### What is being asked
Take every line containing "running" out of the records.
───── Supplied information
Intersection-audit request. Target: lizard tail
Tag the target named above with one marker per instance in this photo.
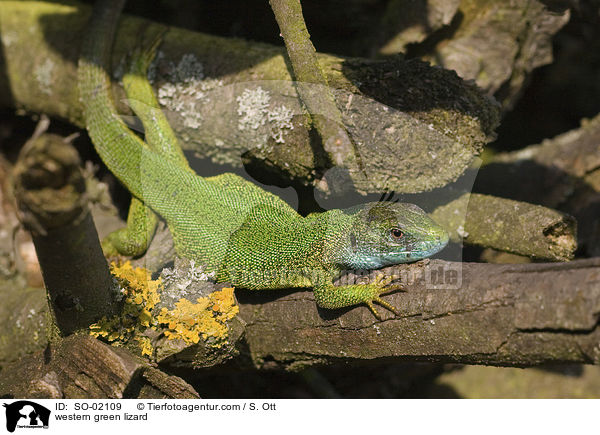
(111, 137)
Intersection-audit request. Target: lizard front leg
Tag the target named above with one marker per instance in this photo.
(329, 296)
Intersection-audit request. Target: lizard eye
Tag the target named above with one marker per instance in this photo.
(396, 233)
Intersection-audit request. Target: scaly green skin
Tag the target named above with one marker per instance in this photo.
(248, 236)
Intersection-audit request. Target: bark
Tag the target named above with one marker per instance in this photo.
(50, 192)
(319, 101)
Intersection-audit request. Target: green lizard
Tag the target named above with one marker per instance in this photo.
(247, 236)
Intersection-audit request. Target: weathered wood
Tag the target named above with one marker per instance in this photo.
(81, 367)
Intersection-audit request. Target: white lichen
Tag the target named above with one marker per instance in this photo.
(280, 118)
(254, 109)
(181, 277)
(43, 75)
(185, 86)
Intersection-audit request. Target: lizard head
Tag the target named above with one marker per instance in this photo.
(387, 233)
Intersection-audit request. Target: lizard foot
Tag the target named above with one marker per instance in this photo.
(382, 285)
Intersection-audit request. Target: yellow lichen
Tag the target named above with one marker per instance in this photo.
(141, 294)
(188, 321)
(205, 319)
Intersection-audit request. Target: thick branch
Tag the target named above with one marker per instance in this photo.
(50, 191)
(319, 101)
(511, 226)
(510, 315)
(427, 123)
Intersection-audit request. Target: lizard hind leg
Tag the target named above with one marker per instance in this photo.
(133, 240)
(329, 296)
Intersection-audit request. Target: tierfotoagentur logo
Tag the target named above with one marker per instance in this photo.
(25, 414)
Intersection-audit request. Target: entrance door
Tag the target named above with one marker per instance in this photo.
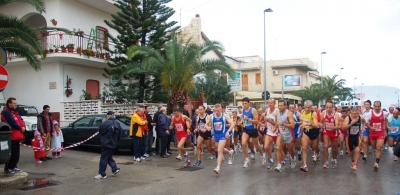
(93, 87)
(245, 82)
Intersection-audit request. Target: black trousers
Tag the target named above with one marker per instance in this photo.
(12, 163)
(164, 142)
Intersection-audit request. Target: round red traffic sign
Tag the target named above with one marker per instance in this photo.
(3, 77)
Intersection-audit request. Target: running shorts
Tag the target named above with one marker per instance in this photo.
(333, 135)
(206, 135)
(353, 141)
(251, 133)
(312, 133)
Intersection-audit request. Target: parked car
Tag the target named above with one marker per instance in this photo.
(86, 126)
(29, 115)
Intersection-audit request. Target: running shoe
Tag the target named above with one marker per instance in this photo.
──────────
### Solution for this problem
Intersection-audit request. Target: running shorts
Intersection-audit request. Target: running shoe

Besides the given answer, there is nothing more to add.